STATED PROBLEM: Copy every item below word for word, keeping each line unchanged and in its original order.

MATERIAL SUPPLIED:
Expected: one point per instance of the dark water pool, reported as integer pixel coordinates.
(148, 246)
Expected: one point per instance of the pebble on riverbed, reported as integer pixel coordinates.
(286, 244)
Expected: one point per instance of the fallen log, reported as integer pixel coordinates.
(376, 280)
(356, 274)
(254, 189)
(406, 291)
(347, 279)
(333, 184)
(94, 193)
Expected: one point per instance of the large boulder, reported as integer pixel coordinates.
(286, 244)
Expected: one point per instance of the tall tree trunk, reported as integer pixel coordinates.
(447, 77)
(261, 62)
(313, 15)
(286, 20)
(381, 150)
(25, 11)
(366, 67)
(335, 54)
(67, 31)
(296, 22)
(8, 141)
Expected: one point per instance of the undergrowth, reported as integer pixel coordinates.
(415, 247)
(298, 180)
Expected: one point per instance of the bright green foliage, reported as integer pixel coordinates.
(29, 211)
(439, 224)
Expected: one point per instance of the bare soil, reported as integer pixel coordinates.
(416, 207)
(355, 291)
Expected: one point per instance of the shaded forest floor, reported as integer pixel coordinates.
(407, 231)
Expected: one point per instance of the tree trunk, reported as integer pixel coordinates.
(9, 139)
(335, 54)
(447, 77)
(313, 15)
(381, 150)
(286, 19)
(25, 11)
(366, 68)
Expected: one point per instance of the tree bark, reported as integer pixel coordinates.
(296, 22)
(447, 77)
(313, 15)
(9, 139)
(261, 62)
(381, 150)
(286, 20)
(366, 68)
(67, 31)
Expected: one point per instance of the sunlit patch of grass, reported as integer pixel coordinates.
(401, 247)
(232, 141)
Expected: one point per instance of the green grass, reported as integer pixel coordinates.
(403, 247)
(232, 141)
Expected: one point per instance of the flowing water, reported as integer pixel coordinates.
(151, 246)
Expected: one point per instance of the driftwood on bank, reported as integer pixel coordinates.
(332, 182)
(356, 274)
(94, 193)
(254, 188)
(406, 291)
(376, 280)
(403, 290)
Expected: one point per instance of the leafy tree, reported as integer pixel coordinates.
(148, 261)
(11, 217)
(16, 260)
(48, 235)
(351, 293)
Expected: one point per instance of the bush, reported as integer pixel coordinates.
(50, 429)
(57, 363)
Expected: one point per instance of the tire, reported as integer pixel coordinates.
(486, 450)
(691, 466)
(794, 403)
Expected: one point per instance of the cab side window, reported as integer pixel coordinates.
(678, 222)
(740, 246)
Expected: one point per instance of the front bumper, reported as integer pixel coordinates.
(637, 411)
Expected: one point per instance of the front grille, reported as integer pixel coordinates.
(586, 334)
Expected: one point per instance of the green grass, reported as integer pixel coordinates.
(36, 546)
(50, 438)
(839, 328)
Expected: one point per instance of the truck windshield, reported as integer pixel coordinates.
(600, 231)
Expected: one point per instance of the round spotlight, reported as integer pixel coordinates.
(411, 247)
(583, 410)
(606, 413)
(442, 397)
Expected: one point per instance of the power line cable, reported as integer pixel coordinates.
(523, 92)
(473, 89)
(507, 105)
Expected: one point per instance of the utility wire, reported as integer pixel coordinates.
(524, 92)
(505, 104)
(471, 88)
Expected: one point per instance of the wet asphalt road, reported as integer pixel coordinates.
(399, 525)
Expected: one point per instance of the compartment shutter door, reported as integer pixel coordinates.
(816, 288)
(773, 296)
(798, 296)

RESULT OF THIS EXERCISE:
Expected: one point per instance of the dark water pool, reported as integer pixel coordinates.
(148, 246)
Expected: one point per instance of the pebble on riverbed, reported as integer pixel coordinates.
(286, 244)
Expected: one point per instance of the fallen log, reported as integer pixel coordinates.
(376, 280)
(356, 274)
(254, 189)
(406, 291)
(347, 279)
(333, 184)
(94, 193)
Expected: one point per instance of the large boulder, reported as integer pixel coordinates.
(286, 244)
Expected: one point per instance of the tall tree trunk, reported as integer pixel coordinates.
(447, 77)
(261, 62)
(313, 15)
(286, 20)
(381, 150)
(25, 11)
(366, 67)
(335, 54)
(67, 31)
(296, 22)
(8, 141)
Expected: one point per instance of the undergrowth, reported as integer pixel coordinates.
(415, 247)
(298, 180)
Expected: one point per instance of the bright green foliage, reported as integer pixel coordinates.
(29, 211)
(439, 224)
Expected: one point per instance of the bare soil, reported as integer pixel coordinates.
(416, 207)
(355, 291)
Expected: one point per instance of the shaded forest floor, reported as integer pixel coordinates.
(407, 231)
Expected: one point per instance of the tree trunk, reported as integer pixel coordinates.
(9, 139)
(335, 54)
(447, 77)
(313, 15)
(381, 150)
(286, 19)
(25, 11)
(366, 68)
Expected: one point per instance of the tree bark, reported as integer pixel coordinates.
(296, 22)
(447, 77)
(313, 15)
(9, 139)
(261, 62)
(381, 150)
(286, 20)
(366, 68)
(67, 31)
Expected: one point per instance of the sunlit patch of grass, reported as integer pixel coordinates.
(401, 247)
(232, 141)
Expected: one point per instance of the green grass, reported as integer pixel coordinates.
(403, 247)
(232, 141)
Expected: one point per instance of the flowing water, reported as integer pixel coordinates.
(151, 246)
Expected: one point per instance of the driftwood on bank, reported as integer pixel coordinates.
(332, 182)
(356, 274)
(94, 193)
(254, 188)
(406, 291)
(376, 280)
(403, 290)
Expected: one point per instance of the leafy tree, reported as integer pixel coordinates.
(148, 261)
(11, 217)
(16, 260)
(48, 235)
(351, 293)
Expected: one point per instance of the bush, reported as integer pixel coordinates.
(50, 429)
(57, 363)
Expected: one point per instance of the tire, reported as integer pixel coordinates.
(486, 450)
(691, 466)
(794, 403)
Expected: one point per instance of the cab side window, reported as integer pixel coordinates.
(678, 222)
(740, 246)
Expected: one point per instance of the front bumper, reported as integer pixel coordinates.
(637, 411)
Expected: one point per instance of the front grille, reported as integer pixel coordinates.
(586, 334)
Expected: one point per instance of the green grass, reported as integer pixel coordinates.
(36, 546)
(50, 438)
(839, 328)
Expected: one point per instance of the truck windshield, reported as integer pixel coordinates.
(600, 231)
Expected: one point per instance of the round spotlight, reported as integer pixel coordinates.
(411, 247)
(583, 410)
(606, 413)
(442, 397)
Expected: one point per instance of the power line cable, reported as integer pixel coordinates.
(523, 92)
(473, 89)
(507, 105)
Expected: one point per instance of the utility wire, reported as integer pixel coordinates.
(524, 92)
(505, 104)
(471, 88)
Expected: one point per instance of the wet asphalt road, reported as integer pixel coordinates.
(399, 525)
Expected: one point per instance of the compartment shutter door, reported as integer pixel coordinates.
(816, 288)
(773, 296)
(798, 296)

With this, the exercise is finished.